* _Exercise directions_
Without including any picture, return the complete set of records exactly.

————————

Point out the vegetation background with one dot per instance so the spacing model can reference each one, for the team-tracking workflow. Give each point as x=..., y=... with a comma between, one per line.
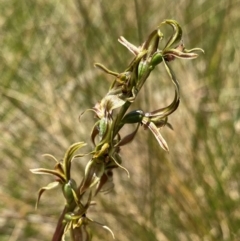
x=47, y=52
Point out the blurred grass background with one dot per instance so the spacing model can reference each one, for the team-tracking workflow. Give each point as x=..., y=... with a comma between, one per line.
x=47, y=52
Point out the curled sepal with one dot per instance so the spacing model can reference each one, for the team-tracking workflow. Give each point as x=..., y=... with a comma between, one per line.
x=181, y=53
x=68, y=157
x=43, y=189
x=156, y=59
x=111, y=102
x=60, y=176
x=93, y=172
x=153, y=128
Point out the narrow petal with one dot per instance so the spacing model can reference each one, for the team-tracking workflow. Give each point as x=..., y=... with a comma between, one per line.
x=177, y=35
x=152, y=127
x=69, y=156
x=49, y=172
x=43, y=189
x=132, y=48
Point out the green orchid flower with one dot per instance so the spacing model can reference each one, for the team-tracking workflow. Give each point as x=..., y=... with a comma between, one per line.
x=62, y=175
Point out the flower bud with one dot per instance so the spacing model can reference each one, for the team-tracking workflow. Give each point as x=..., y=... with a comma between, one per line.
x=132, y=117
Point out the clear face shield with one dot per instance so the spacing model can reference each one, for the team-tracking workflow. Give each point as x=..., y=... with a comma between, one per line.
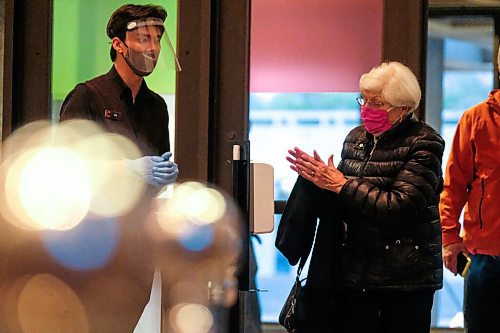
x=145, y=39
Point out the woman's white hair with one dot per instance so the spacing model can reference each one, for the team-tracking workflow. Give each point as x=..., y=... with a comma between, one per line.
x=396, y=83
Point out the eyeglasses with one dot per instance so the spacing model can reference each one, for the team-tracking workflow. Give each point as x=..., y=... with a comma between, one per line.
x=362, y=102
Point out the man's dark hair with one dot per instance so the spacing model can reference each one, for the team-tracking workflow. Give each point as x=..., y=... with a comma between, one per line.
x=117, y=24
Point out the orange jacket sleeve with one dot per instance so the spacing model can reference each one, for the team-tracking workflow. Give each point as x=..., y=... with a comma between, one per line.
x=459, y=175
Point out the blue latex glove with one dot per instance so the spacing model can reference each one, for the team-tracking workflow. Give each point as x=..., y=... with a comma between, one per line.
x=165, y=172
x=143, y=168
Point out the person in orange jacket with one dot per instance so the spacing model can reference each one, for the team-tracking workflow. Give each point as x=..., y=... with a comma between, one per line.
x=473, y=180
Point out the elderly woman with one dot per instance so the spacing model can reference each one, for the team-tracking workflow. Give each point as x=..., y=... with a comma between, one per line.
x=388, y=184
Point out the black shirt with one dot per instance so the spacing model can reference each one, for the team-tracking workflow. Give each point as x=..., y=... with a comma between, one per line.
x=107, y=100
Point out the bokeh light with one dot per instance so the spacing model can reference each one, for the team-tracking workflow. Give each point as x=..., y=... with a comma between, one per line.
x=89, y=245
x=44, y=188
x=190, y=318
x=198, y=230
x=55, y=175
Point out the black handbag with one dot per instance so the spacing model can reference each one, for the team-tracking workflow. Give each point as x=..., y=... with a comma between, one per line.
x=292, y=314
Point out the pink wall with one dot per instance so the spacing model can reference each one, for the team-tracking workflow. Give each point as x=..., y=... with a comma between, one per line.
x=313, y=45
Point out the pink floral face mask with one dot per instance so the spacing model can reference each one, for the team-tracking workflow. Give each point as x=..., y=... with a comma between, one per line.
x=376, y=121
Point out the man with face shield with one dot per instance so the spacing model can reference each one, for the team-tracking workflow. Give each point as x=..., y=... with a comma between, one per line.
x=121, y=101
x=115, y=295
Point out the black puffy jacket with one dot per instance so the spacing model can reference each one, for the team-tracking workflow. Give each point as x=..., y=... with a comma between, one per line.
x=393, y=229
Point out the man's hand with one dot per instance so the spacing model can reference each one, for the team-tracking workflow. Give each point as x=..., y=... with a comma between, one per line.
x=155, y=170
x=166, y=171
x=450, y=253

————————

* _Exercise response_
Point out the vegetation background with one dot per instance so the spacing model can reference each one, for the team-tracking workflow. Give each point as x=..., y=... with a comma between, one per line.
x=47, y=52
Point out the blurred grass background with one dot per instance so the spacing model can reference each one, for the team-tracking workflow. Give each point as x=..., y=... with a comma between, one per line.
x=47, y=52
Point out the curled sepal with one dot per instance so the spacing model can reference each one, for the team-tracking workflow. Give each point as x=..., y=... with a comma between, one per line.
x=181, y=53
x=68, y=157
x=43, y=189
x=156, y=59
x=111, y=102
x=60, y=176
x=93, y=172
x=153, y=128
Point out the narrow petal with one dot per instance so the spacing model can reference each one, for the team-tracking workflow. Give each point as x=..., y=... with a comma between, one per line.
x=177, y=35
x=152, y=127
x=69, y=156
x=49, y=172
x=43, y=189
x=132, y=48
Point out the green orchid flower with one dot per instance so the spacing model can reference each one, for the team-tracking workflow. Give each point as x=..., y=... with a comma between, one per line.
x=62, y=175
Point out the flower bud with one dot per instance so the spacing model can reference each one, for the team-tracking workflow. Give each point as x=..., y=... with a comma between, one per line.
x=132, y=117
Point out the clear face shield with one dot per instance so the spacing model can reference each one, for the team-tracking workflow. Give each point as x=..., y=... with a comma between, one per line.
x=145, y=39
Point out the woman's white hair with one dot per instance so the spacing model can reference each one, for the team-tracking workflow. Give each point as x=..., y=... with a comma between, one per line.
x=396, y=83
Point out the eyeglasses with one dot per instance so the spacing model can reference each one, for the team-tracking workflow. Give each point as x=..., y=... with a comma between, one per line.
x=362, y=102
Point out the man's dark hair with one dot per instance so the spacing model can reference each one, for the team-tracking workflow. Give each point as x=..., y=... with a comma between, one per line.
x=117, y=24
Point out the orange jacket sleeve with one dot per instance so the spacing model can reference each one, for the team-tracking workflow. Give each point as x=..., y=... with a comma between, one per line.
x=459, y=175
Point out the blue latex glove with one dot per instance so the spacing model can reference each one, for the team-tracking workflow. Give each point as x=..., y=... with a comma between, one per line.
x=165, y=172
x=143, y=168
Point out the person in orange jacket with one dot per instance so the spacing model can reference each one, for the team-tracking workflow. Give each point as x=..., y=... with a comma between, one per line.
x=473, y=180
Point out the elderly woman with one dot per instance so the spacing model can reference each one, for the team-tracking workflow. Give each point as x=..., y=... with a comma between, one per line.
x=388, y=184
Point out the black shirt with one dot per instance so the spacing model can reference each one, for the team-tracking workflow. Give each point as x=..., y=... with a comma between, one per line.
x=107, y=100
Point out the bokeh light with one dot per instance so the spacing model can reference each one, for the team-tracking workflow. Give each point as x=..., y=... with a comma between, one per line.
x=89, y=245
x=44, y=188
x=190, y=318
x=198, y=230
x=55, y=175
Point out the black handbag with one dot per instance so the spacing model can reference each one, for the team-tracking workflow. Give each point as x=..., y=... with a comma between, one per line.
x=292, y=314
Point out the pink wall with one dot per instance so the spacing model can reference each one, for the team-tracking workflow. Give each point as x=..., y=... with a comma between, one per line.
x=313, y=45
Point out the pink floral face mask with one dot per instance so the spacing model can reference each one, for the team-tracking workflow. Give each point as x=..., y=... with a comma between, one per line.
x=376, y=121
Point out the man with face shield with one dot per instance so the spacing model can reference each one, for the team-tracking workflow. Give each point as x=..., y=... with a comma between, one per line.
x=121, y=101
x=115, y=295
Point out the black puffy jacket with one dot per instance so the spacing model can reference each one, for the team-tracking workflow. Give each point as x=..., y=... with a comma between, one per line.
x=393, y=229
Point out the man's hand with one dot per instance so the spacing model can reference each one, for the team-tracking workflow. Give each point as x=..., y=... with a comma between, one per line.
x=155, y=170
x=166, y=171
x=450, y=253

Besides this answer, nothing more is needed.